- DATA TO PROCESS:
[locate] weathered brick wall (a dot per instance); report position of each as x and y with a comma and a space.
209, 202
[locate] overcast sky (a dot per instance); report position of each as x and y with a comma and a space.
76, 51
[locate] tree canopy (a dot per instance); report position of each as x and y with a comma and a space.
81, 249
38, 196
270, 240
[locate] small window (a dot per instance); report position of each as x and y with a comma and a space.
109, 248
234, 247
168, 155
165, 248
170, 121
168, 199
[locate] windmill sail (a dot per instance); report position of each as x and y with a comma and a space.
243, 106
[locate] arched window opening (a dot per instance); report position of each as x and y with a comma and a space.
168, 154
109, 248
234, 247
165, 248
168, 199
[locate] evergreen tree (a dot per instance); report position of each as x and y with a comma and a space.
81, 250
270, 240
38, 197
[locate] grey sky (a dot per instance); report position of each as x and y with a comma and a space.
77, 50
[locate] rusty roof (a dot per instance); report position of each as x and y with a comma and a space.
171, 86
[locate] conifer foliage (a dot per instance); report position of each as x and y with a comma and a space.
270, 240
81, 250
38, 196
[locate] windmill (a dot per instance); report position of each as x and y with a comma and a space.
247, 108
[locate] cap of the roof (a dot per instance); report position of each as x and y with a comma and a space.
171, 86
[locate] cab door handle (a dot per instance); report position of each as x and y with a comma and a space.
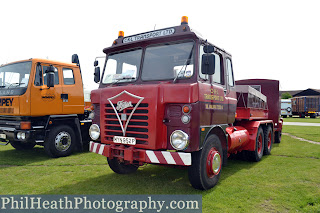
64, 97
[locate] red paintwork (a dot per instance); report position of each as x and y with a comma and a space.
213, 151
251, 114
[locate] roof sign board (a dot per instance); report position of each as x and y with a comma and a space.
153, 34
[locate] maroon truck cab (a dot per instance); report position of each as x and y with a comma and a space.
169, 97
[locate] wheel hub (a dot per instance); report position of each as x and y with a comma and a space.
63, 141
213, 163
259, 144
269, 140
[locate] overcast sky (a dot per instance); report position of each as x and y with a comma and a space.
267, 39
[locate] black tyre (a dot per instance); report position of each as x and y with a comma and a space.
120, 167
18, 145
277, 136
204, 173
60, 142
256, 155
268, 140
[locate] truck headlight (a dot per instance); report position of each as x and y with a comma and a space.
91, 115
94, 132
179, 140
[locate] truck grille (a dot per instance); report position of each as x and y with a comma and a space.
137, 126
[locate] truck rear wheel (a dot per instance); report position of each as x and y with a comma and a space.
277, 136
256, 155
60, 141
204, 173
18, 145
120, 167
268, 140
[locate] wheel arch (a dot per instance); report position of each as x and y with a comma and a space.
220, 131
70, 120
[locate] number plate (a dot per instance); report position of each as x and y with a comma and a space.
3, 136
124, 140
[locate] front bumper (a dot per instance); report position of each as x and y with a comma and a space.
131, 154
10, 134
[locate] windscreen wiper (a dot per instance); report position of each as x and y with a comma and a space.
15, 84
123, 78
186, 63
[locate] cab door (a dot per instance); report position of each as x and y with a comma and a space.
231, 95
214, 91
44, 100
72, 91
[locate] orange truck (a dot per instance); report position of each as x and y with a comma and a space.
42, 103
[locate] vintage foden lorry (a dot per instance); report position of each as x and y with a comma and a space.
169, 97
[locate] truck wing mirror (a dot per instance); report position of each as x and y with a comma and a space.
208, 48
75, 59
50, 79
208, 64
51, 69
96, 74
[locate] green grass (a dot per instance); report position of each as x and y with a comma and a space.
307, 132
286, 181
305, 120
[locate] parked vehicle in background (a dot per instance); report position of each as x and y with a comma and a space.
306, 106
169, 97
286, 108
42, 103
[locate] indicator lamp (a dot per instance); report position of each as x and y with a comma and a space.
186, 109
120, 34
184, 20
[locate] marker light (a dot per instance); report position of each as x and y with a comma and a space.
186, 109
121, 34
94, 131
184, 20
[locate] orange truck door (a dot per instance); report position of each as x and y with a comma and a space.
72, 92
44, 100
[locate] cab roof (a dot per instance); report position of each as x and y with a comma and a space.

- REQUEST: Write out the entries above word for word. Do not include the pictures.

- ANSWER FOR THIS EXERCISE:
[locate] weathered brick wall (a dot per instance); report position of each as x and y with a comma and a space.
209, 202
[locate] overcast sky (a dot per instance); report position of each as x and y with a comma and a space.
76, 51
[locate] tree canopy (a dot per instance); report position of each as x and y with a comma and a space.
81, 249
38, 196
270, 240
[locate] small window (a dot per instance); report position of each as x and y with a comma and a space.
109, 248
234, 247
168, 155
165, 248
170, 121
168, 199
[locate] windmill sail (a dot per instance); report position of each as x and y with a comma and a space.
243, 106
[locate] arched window opening (a dot per instance); report position of each as x and y with a comma and a space.
168, 154
109, 248
234, 247
165, 248
168, 199
[locate] evergreen tree (a dot per instance); report position of each as x and y with a comma and a space.
81, 250
270, 240
38, 197
[locate] grey sky (a dot per instance); report position of each as x and y with a comma and a space.
77, 50
[locate] rusty roof (a dot per instance); report position of each as x and y with a comma and a space.
171, 86
[locate] conifer foliage (a dot per instance); report position of each as x and y with a comma and a space.
270, 240
81, 250
38, 196
[locate] windmill (a dot per instance); report position of each as x and y with a comma and a space.
247, 108
[locate] cap of the roof (a dot per instance); report position of each as x and y with a comma and a space.
171, 86
[locate] cab door handle (a dot per instance); report position of each as x and y with a comma and a space.
64, 97
[locate] red paintwork (a dot per instance); report position of each as x and y with a comma and a space.
213, 151
251, 114
[locate] roof sign board (a dot per instance); report position of each as x and y with a comma and a space.
153, 34
[locate] maroon truck cab (a dot per instance); report position of each as x and y with a comma and a space.
169, 97
[locate] wheel hub (a dot per instance); report position of each as x and y with a comma and a space.
63, 141
213, 163
259, 144
269, 140
[locate] overcast sky (a dot per instance); report position of each as x and y with a comma and a space.
267, 39
[locate] black tyre (a dot per instance); report position of each as x and y with a comma and a space.
120, 167
18, 145
277, 136
204, 173
60, 142
256, 155
268, 140
[locate] truck headlight (a dot per instance); report position of each as x and y with a comma and a space.
91, 115
94, 132
179, 140
[locate] truck grille (a dot per instance); report position of each as x and y with a comma and a space.
137, 126
[locate] truck rear wheel (a dot per instance); report position of each as x and y with a comma and a space.
277, 136
256, 155
60, 141
204, 173
18, 145
120, 167
268, 140
[locate] wheel arch (a dot per instance); report position of each as x and y with a comma and a space.
220, 131
70, 120
[locate] number plate (a dot per instance); report position of each as x and y with a comma and a space.
3, 136
124, 140
[locate] front bumper (a dot per instance); report position of each as x and y with a comma and a space.
131, 154
10, 134
[locate] windscreen wiper (a dot per instance); report position of each as x and y with a comma and a space.
15, 84
123, 78
186, 63
[locate] cab door (a dot per instance); report position of each as x and y with a comma and a space.
231, 95
214, 91
44, 100
72, 91
[locate] orange truck (a dot per instance); report position of each as x and y with a comma and a space.
42, 103
[locate] vintage foden lorry (a dot per instance); report position of each as x and y with a comma and a space.
169, 97
[locate] truck wing mirror (a dot per instance); report position of each as x and y with a comma and a space.
208, 48
75, 59
50, 79
208, 64
51, 69
96, 74
[locate] green grass (a dot per instance); report position of each as x and y with a comma and a space.
307, 132
286, 181
305, 120
[locate] parked vehicle in background (a dot per instance); report position of each as x and y with a comma and a space.
306, 106
169, 97
286, 108
42, 103
[locate] indicator lamp (a dot per instance); report position of each as x and y with a comma and a space.
186, 109
120, 34
184, 20
[locate] marker light (a dot per instance); report position of each as x and y with a comma and a space.
186, 109
121, 34
94, 131
184, 20
[locate] orange truck door (a dot per instance); report position of each as x and y with a comma and a space.
72, 92
44, 100
[locate] cab roof (a dot per instance); report position of each as x and y with a comma and a space.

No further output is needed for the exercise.